- [SOURCE EXTRACT]:
Skip to content

RFC-0001: Hosting target for the web app and workers

Decision recorded. Cloudflare Pages + Workers (OpenNext) + Neon + Upstash. See ADR-0006 for the locked decision; this RFC remains as the comparative analysis that produced it.

Summary

961tech needs a place for the Next.js 16 web app + the scraper workers to run in production. The docs site is already on Cloudflare Pages and we have a Cloudflare account; nothing else is decided. Recommendation: Cloudflare Pages (Workers + OpenNext adapter) for the web app, with workers running off Cron Triggers — best Beirut latency, cheapest managed path, account consolidation with the existing docs site, traded against OpenNext-adapter lag on bleeding-edge Next 16 features. Vercel is the safe fallback if the OpenNext adapter blocks a feature we actually need. Hetzner stays as the deferred-cost option for when margins matter.

Motivation

Architecture → Deployment is a stub page — the diagram and notes there are placeholder. #19 is the gating issue for the production hosting decision and is currently blocking:

  • the M2 deploy timeline,
  • prod-shaped env vars (every "Production" row in env-vars.md is "set via the hosting provider's UI (#19)"),
  • the observability story (which provider's logs and metrics we lean on),
  • the worker process model (where do scrape jobs actually run? — pairs with RFC-0002).

- [PARTS OF THE EXERCISE]:
a) In the hosting RFC, which provider is named as the safe fallback if the OpenNext adapter blocks a needed feature?
b) Resume the hosting RFC after its last line and continue writing it.
The data that comes next is separate from the hosting RFC.

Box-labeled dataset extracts
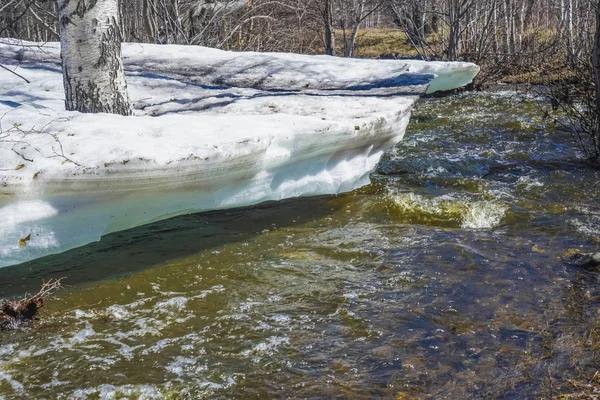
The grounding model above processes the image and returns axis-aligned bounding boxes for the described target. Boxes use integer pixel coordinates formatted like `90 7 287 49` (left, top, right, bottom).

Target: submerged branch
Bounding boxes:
0 278 64 331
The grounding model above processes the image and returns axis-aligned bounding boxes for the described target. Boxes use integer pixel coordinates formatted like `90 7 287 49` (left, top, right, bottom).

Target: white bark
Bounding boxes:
58 0 132 115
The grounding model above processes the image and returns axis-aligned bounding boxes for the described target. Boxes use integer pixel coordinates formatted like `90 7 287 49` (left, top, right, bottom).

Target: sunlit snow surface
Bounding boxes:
0 39 478 266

- [PER-TASK OUTPUTS]:
a) Vercel.

b)
Not deciding has a real cost: every feature ticket carries an implicit "and here's how it'd run in prod" footnote that nobody resolves.

Proposal

Three options were researched in depth (Vercel + Neon + Upstash; Cloudflare Pages + Workers + Neon + Upstash; Hetzner CX22 self-managed). The proposal is option 2.

Recommendation: Cloudflare Pages + Workers (OpenNext adapter) + Neon Postgres + Upstash Redis

What Where
Next.js 16 web app Cloudflare Pages, deployed via the @opennextjs/cloudflare adapter (GA as of late 2025)
Postgres Neon (Frankfurt), accessed via Cloudflare Hyperdrive for connection pooling + edge cache
Redis Upstash (REST API — ioredis does not work in Workers and would have to be replaced anyway)
Background workers Cloudflare Cron Triggers invoking a Worker that drains the queue (see RFC-0002 for the runtime choice)
Docs site Cloudflare Pages — already live, unchanged
DNS / TLS / WAF Cloudflare — same zone, same dashboard

Why

  • Lowest Lebanon latency. Cloudflare has a Beirut PoP (BEY) — RTT ~10–30 ms. Vercel's nearest is Frankfurt (~80–120 ms). Hetzner is in Falkenstein/Nuremberg (~70–90 ms).
  • Account consolidation. The docs site, app, DNS, and TLS all live in the same Cloudflare dashboard. One vendor, one bill, one set of credentials to rotate.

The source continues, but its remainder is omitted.